Contacto con la pobreza siempre he tenido. De pequeño, fueron muchos los viajes a Caracas para visitar a parientes que vivían a orillas de la panamericana y en cuyas viviendas se podía apreciar, detrás del cartón piedra, lo roca viva de la montaña. Muchos años después, ya graduado de comunicador social, volví a Caracas y durante la producción de una campaña publicitaria, de nuevo frecuenté barrios como los de Petare, El Valle, Catia y 23 de Enero. Fueron muchas las escaleras que subí haciendo la producción de la campaña y fue mucho el contacto humano que tuve con los habitantes de esas zonas. Pero, aunque en ocasiones me sumía en la depresión por ver las condiciones en que, más que vivir, sobrevivían, esas humildes personas en Caracas, nada se podía comparar con la pobreza extrema que vi en Maracaibo.
Por eso, esa toma de las favelas de Sudáfrica en “Invictus” me erizó la piel y, a partir de ese momento no pude dejar de hacer comparaciones entre lo que vivió el país africano con Mandela, y lo que vivimos actualmente en Venezuela, pues, esos pobres de solemnidad que vi en diferentes etapas de mi vida siguen estando allí y siguen multiplicándose.
“Soy el amo de mi destino. Soy el capitán de mi alma”
La película no es más que la narración de un capítulo de la historia de la presidencia de Nelson Mandela, se podría decir que se basa en una anécdota. Pero, es un capítulo que muestra lo grande que puede llegar a ser un hombre cuando no se deja guiar por resentimientos y ambiciones personales. Un hombre que decidió ser el amo de su destino y el capitán de su alma y no permitir que la injusticia vivida con sus casi 30 años de prisión fuera la base sobre la que se cimentara su gobierno.
Mandela, magistralmente interpretado por Morgan Freeman, consigue en el rugby el medio para lograr unir a su país, hasta ese momento fatalmente dividido por tantos años de apartheid. Para conseguir esa unión de las dos mitades del país, el presidente convoca a François Pienaar (Matt Damon), capitán del equipo «Los Sprinboks” y ambos se empeñan en hacer que el país entero apoye a un equipo que, en principio, era odiado por la población negra de Sudáfrica al considerarlo un símbolo de la segregación racial. Ambos personajes se elevan sobre sus prejuicios y resentimientos y logran que el país obtenga el trofeo de campeón en la Copa del Mundo de Rugby de 1995.

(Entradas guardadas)
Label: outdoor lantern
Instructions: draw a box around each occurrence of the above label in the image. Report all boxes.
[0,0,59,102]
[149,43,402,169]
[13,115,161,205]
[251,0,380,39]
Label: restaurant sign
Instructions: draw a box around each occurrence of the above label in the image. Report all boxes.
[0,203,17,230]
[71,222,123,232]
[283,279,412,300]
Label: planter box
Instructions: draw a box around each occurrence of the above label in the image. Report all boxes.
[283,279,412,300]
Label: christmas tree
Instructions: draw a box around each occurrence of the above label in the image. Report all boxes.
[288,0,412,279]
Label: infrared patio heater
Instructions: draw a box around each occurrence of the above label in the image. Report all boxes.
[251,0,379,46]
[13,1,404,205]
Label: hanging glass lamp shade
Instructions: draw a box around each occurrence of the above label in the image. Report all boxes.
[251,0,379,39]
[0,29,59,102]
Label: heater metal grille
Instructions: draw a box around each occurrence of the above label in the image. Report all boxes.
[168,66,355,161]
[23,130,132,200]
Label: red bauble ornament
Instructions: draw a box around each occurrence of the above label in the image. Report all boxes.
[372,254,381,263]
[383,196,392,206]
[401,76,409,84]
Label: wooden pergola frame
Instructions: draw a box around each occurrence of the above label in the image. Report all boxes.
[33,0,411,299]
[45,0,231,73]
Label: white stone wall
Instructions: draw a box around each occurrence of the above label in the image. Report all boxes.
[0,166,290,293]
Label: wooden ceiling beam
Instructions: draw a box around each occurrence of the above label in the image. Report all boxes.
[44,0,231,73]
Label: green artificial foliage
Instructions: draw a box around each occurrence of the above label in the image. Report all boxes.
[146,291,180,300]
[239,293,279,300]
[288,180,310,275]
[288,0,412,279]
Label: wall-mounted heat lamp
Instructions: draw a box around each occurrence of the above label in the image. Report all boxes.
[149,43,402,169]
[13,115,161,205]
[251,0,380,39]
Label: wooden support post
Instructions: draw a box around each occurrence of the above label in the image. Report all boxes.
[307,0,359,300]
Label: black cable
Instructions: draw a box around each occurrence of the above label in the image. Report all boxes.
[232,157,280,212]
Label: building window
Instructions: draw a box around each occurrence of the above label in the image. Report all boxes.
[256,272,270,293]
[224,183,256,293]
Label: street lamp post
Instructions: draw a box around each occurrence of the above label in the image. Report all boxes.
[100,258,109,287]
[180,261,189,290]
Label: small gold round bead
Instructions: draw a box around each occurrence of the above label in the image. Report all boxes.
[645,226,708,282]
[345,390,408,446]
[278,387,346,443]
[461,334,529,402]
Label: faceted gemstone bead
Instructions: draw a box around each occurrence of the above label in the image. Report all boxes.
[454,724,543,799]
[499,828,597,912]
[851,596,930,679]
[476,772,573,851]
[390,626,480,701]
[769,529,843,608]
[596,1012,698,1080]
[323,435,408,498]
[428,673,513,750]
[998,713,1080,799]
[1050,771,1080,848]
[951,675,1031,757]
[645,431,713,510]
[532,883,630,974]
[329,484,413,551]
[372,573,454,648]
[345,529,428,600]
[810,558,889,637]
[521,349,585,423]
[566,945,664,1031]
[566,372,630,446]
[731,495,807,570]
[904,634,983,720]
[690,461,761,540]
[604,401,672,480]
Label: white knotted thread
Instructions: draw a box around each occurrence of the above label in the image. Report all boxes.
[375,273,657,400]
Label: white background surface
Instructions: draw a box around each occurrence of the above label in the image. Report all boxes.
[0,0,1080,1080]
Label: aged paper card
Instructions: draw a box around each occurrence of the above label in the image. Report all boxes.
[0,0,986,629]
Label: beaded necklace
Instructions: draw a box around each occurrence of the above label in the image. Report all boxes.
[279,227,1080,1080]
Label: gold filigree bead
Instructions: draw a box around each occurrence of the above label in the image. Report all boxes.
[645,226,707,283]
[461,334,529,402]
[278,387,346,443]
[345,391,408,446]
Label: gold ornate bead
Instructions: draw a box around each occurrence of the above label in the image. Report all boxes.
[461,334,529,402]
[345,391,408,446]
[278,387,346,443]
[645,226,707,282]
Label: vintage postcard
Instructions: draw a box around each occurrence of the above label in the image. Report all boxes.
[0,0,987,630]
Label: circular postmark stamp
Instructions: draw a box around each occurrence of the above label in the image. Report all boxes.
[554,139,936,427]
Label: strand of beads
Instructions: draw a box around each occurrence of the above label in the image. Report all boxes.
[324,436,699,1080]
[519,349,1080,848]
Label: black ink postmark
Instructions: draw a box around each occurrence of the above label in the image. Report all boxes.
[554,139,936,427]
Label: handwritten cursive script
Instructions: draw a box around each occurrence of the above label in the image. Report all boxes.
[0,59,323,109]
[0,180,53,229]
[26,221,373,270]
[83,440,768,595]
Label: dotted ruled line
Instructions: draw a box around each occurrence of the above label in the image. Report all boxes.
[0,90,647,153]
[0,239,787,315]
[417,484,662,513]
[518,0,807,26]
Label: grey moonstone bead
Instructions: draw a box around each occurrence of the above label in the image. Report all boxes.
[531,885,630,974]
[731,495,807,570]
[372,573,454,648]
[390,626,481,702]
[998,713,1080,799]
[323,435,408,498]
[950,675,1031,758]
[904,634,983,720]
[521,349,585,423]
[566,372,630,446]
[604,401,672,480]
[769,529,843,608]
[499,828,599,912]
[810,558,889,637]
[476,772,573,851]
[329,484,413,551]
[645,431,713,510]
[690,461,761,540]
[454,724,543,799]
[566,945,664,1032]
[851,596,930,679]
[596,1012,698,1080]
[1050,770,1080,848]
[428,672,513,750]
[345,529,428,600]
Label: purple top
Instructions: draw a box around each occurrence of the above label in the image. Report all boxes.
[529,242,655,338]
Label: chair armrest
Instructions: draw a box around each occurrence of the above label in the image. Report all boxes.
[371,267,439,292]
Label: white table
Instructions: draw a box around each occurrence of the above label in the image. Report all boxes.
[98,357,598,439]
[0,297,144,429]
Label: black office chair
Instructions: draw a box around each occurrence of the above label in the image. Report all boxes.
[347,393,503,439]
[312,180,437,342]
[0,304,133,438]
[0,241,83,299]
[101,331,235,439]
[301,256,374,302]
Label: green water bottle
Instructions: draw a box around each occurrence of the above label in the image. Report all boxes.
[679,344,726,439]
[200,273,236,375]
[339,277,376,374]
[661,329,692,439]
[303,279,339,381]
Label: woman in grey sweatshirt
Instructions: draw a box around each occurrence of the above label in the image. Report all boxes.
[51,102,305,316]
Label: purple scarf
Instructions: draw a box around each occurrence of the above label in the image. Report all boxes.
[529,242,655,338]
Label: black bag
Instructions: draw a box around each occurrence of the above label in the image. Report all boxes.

(CONSIGNA 1):
Según el texto sobre la película «Invictus», ¿qué actor interpreta a François Pienaar?
(CONSIGNA 2):
Continúa el texto sobre la película «Invictus» a partir de su última oración.
Los datos no intervienen en este ejercicio.

(RESPUESTA 1):
Matt Damon.

(RESPUESTA 2):
Termina la película y uno queda con sentimientos encontrados frente a lo que acaba de ver. Por un lado, la satisfacción de haber asistido a una buena pieza cinematográfica, bien actuada y bien contada y con la alegría de saber que lo que se vio en la pantalla no era sólo una ficción sino que estaba basada en hechos reales que nos demuestran que la reconciliación de un país no es imposible cuando, ese objetivo, se antepone a cualquier otra cosa.
Pero, por el otro lado, el amargo sabor de sentir que en Venezuela esa reconciliación, día a día, parece hacerse más inalcanzable. ¿Cómo reunificar a un país si desde las altas esferas del gobierno lo que se estimula es el resentimiento, el rencor y la violencia de un grupo de venezolanos contra otro?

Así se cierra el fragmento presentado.